- _EXTRACTED DATA_
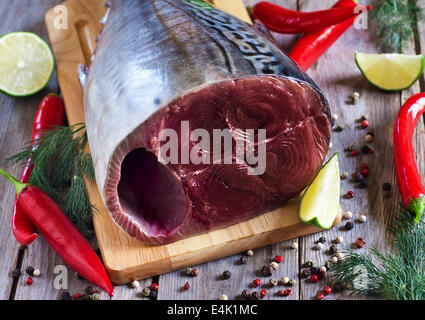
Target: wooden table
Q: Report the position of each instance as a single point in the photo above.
(335, 73)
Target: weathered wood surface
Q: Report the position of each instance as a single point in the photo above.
(335, 73)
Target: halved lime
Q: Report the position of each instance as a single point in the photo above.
(320, 203)
(26, 64)
(391, 71)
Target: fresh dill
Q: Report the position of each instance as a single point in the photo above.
(397, 23)
(396, 275)
(60, 165)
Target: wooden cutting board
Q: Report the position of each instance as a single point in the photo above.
(125, 258)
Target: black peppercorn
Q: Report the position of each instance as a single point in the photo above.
(314, 270)
(305, 273)
(65, 296)
(267, 270)
(153, 294)
(349, 225)
(255, 296)
(29, 270)
(386, 186)
(246, 294)
(333, 249)
(16, 273)
(227, 274)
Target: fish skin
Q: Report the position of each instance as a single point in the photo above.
(152, 52)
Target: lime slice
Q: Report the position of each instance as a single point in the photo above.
(320, 203)
(391, 71)
(26, 64)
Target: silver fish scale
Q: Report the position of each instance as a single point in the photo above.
(254, 51)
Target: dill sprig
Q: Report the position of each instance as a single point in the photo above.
(397, 22)
(396, 275)
(60, 165)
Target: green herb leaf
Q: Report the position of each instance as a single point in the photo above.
(60, 165)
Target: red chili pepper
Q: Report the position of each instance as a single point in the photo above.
(60, 233)
(283, 20)
(311, 46)
(50, 113)
(408, 179)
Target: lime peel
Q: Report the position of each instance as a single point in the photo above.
(26, 64)
(320, 203)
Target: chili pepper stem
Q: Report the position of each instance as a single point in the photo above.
(19, 186)
(417, 207)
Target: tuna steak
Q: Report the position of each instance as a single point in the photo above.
(163, 62)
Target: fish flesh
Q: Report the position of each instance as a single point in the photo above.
(163, 63)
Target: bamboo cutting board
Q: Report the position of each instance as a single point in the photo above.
(125, 258)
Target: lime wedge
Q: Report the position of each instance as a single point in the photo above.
(391, 71)
(26, 64)
(320, 203)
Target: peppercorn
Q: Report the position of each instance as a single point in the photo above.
(153, 294)
(255, 296)
(29, 281)
(186, 286)
(85, 296)
(154, 287)
(369, 137)
(386, 186)
(364, 124)
(146, 292)
(333, 249)
(95, 296)
(360, 243)
(227, 274)
(314, 270)
(320, 296)
(349, 225)
(278, 259)
(363, 184)
(273, 282)
(327, 290)
(358, 176)
(188, 271)
(29, 270)
(274, 265)
(284, 280)
(292, 282)
(267, 270)
(16, 273)
(349, 195)
(77, 296)
(305, 273)
(65, 296)
(195, 273)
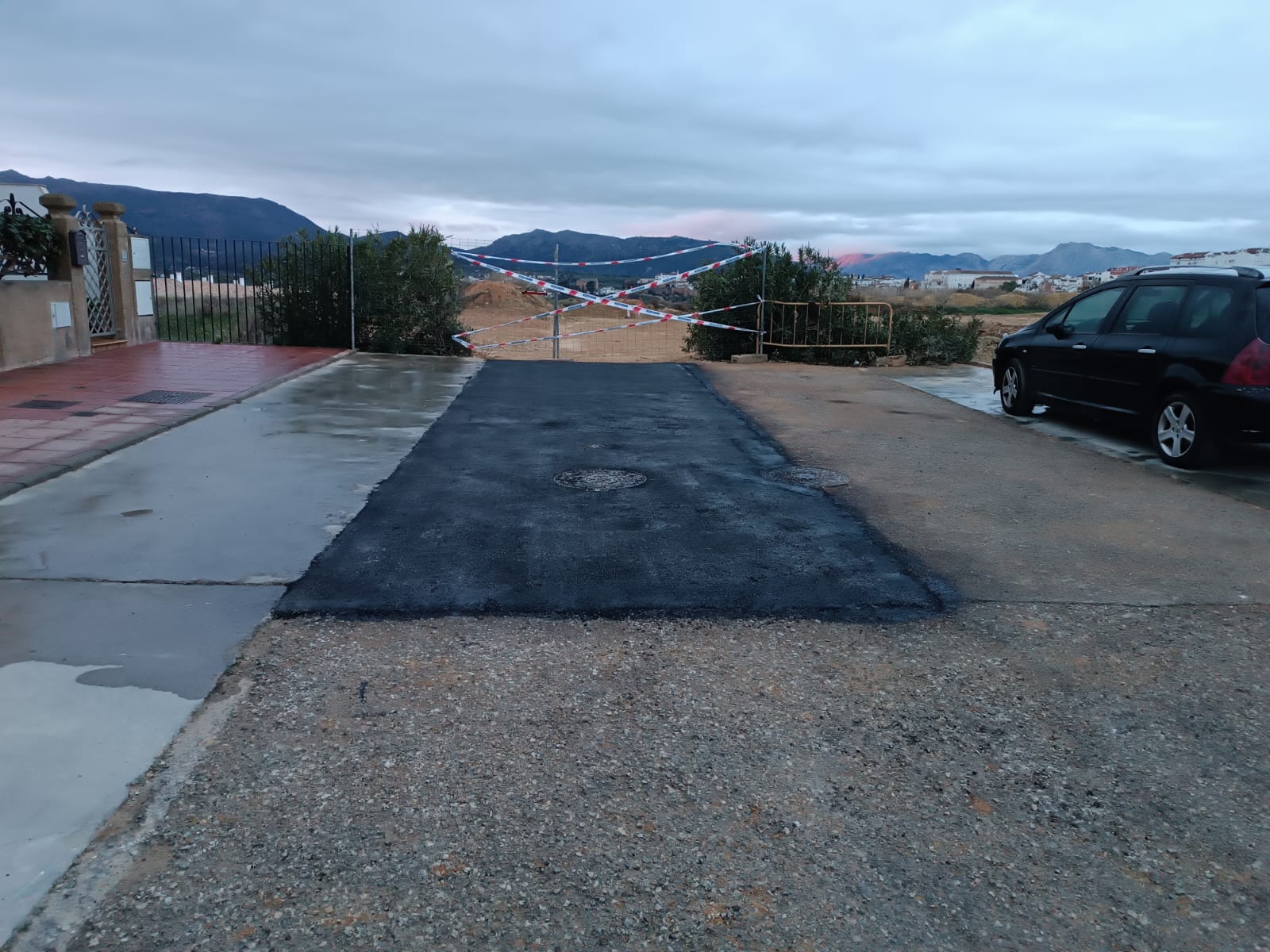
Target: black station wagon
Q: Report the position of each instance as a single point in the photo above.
(1187, 351)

- _JOB_
Reproduce every one of the items above with "Give" substituted for "Report" and everything else unchanged. Omit the pictures from your answer.

- _OUTPUT FOR THIS EXERCISE_
Target: wooden table
Q: Give the position of each instance as a single point in the photo above.
(335, 73)
Target: weathered wood surface
Q: Give the position of each instance as a single point in the photo above.
(335, 73)
Target: halved lime
Q: Give the position of each instance as a single point in the photo above.
(320, 203)
(26, 64)
(391, 71)
Target: fresh dill
Q: Give the position of each instance as a single point in the photo above.
(397, 23)
(396, 275)
(60, 165)
Target: wooden cutting board
Q: Give the position of each instance as a single point in the photo above.
(125, 258)
Target: black peppercorn
Q: Give the position of each instance as a single point in the photo above.
(314, 270)
(305, 273)
(65, 296)
(267, 270)
(153, 294)
(349, 225)
(255, 296)
(29, 270)
(386, 186)
(246, 294)
(333, 249)
(16, 273)
(227, 274)
Target: fish skin
Q: Give the position of each instance as a single point in the photo above.
(152, 52)
Target: lime slice
Q: Give the position of each instance as a single point in the photo above.
(320, 203)
(391, 71)
(26, 64)
Target: silver fish scale
Q: Give the position of each instance as a single point in the photo above.
(254, 51)
Target: dill sprig
Q: Give the position of each instance as a single point in the photo above.
(397, 22)
(396, 275)
(60, 165)
Target: green herb leaf
Q: Give the position of each instance as a single point in the photo above.
(60, 165)
Target: red chili pepper
Q: Give the position of each instance as a single point in the photo above.
(60, 233)
(283, 20)
(311, 46)
(50, 113)
(408, 179)
Target: lime peel
Q: Give the position of each instance as a single point in the photo above.
(26, 64)
(320, 203)
Target: chili pepper stem
Q: Give the position of each instance as a single point in the photo above.
(19, 186)
(417, 207)
Target: tuna steak
Q: Give the position of each instance as a single point in the photo above.
(163, 62)
Target: fish flesh
Q: Give the position of each instance as a single point in the photo above.
(163, 63)
Target: bamboo cutting board
Q: Give the position of each instance as a single point in the photo above.
(125, 258)
Target: lime wedge
Q: Give the position of each instance as a single point in the photo above.
(391, 71)
(26, 64)
(320, 203)
Target: peppercorn
Q: Give the position of each instance as a single point in the photo above.
(153, 294)
(255, 296)
(29, 281)
(186, 286)
(85, 296)
(154, 287)
(369, 137)
(386, 186)
(364, 124)
(146, 292)
(333, 249)
(95, 296)
(360, 243)
(227, 274)
(314, 270)
(320, 296)
(349, 225)
(278, 259)
(363, 184)
(273, 282)
(327, 290)
(358, 176)
(188, 271)
(29, 270)
(274, 265)
(284, 280)
(292, 282)
(267, 270)
(16, 273)
(349, 195)
(77, 296)
(305, 273)
(65, 296)
(195, 273)
Target: black station wagon
Q: Give the position of each instance as a single point in the photo above.
(1187, 351)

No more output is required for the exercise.